演習課題>
技術士試験の論文の書き方を述べた文章の続きを、最後の文の後から書くこと。

技術士試験にチャレンジする受験生は試験官の心に響く解答を目指したい。

はじめに

技術士試験二次筆記試験が7月17日(土)と18日(日)に開催される。総合技術監理部門が17日でそれ以外が18日なので、試験までは残り1ヶ月ほどだ。最後のラストスパートを後押しする意味から、受験者にエールとなる投稿をしたいと思う。

ロジックとイメージ

先週の日曜日にも一人受験者の論文添削をおこなった。その中でまず気になることはロジックとイメージだ。つまり、何が課題か、それをどのように解決するか、その成果と新たな課題とそれに対する対策は一連のストーリーを作り、それらが繋がっていることが重要でありあり、必要だ。一方、イメージとは、たとえば10mの橋の話なのか、100mの橋の話なのかで論点は全く異なる。小型の一人乗りの電気自動車なのか、大型バスなのかによって製造ラインは全く異なる。人は右脳と左脳を働かせて理解しようとする。イメージを示して右脳を理解させ、ロジックを示して左脳を活性化させると、人は納得したつもりになりがちだ。

(出典:IT Media

抽象化と具体化

相手に何かを伝えようとしたときに大事なことは抽象化と具体化だ。抽象的な一般論ばかりが書かれていると、書いている人が本当によくわかっているのか、わかっていないのかがよくわからなくなる。逆に具体的な言葉ばかり書かれていても、逆に細かすぎて全体が見えなくなる。なすべきは、最初は一般論として抽象的なことを示したら、次はそれを具体化する。具体的にはこのようなケースが問題になる。このような課題があると示す。そして、それに対する対策を考える上で物事の本質を突き詰めて抽象化する。そして抽象化したアイデアを具体的に説明する。このように抽象化と具体化を何度も繰り返すと説得力が増していくものだ。

(出典:IT Media)

提供データ>
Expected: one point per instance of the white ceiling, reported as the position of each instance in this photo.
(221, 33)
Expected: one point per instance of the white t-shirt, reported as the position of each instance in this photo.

演習の解答>
マジックナンバー3

何かを聞かれた時に、その理由は3つありますとまず答えるのも方法だ。そして、3つありますと答えながら、3つの理由を考える。まあ、理由は通常1つではなく、2つでももなく、3つも4つもある。しかし、多くを挙げると覚えきれない。本当は4つも5つもあるのかもしれないけど、特に大事な理由を3つに絞り込み、それを丁寧に説明する。ただし、最近の技術士の説明は最初から解決策を3つ示せと提示される傾向にあるので、解決策は3つ示す。しかし、その成果も3つほど具体的に書くと説得力が高まる。ハレーションに対する解決策なども可能なら3つほど上げても良いし、倫理や持続可能性を示せと言われたら3つほど上げても良い。

(出典:家弓正彦Blog

一石二鳥を狙う

たとえば、昨年度の技術士試験の機械部門の必須科目では、課題3つを示し、そのうちの最重要課題に対する解決策を3つ示し、さらにその波及効果についての述べよとある。3つの解決策は最重要課題に対する解決策だけど、残り2つの課題に対しても一定の解決策になるのであれば、これは一石二鳥もしくは一石三鳥だ。なかなかこんな素晴らしい解決策は見つからないかもしれないけど、普段からアンテナの感度を高くすることでこのような画期的な解決策を提示することも可能だ。たとえば、太陽電池で言えば、ベロブスカイト太陽電池だ。以前にも何度か投稿したけど、非常に薄いので、軽量だし、壁やガラスも太陽電池にすることができる。しかし、耐久性に課題がある。CO2を吸収するコンクリートや地下に蓄積するCCSなども興味深い。EV用としては性能劣化した電池も一般家庭用の電池としては使えるだろう。そのようなエコシステムの提案なども魅力的だ。要は、自分の得意な土俵を作っておいて、それに誘導できれば勝ちだ。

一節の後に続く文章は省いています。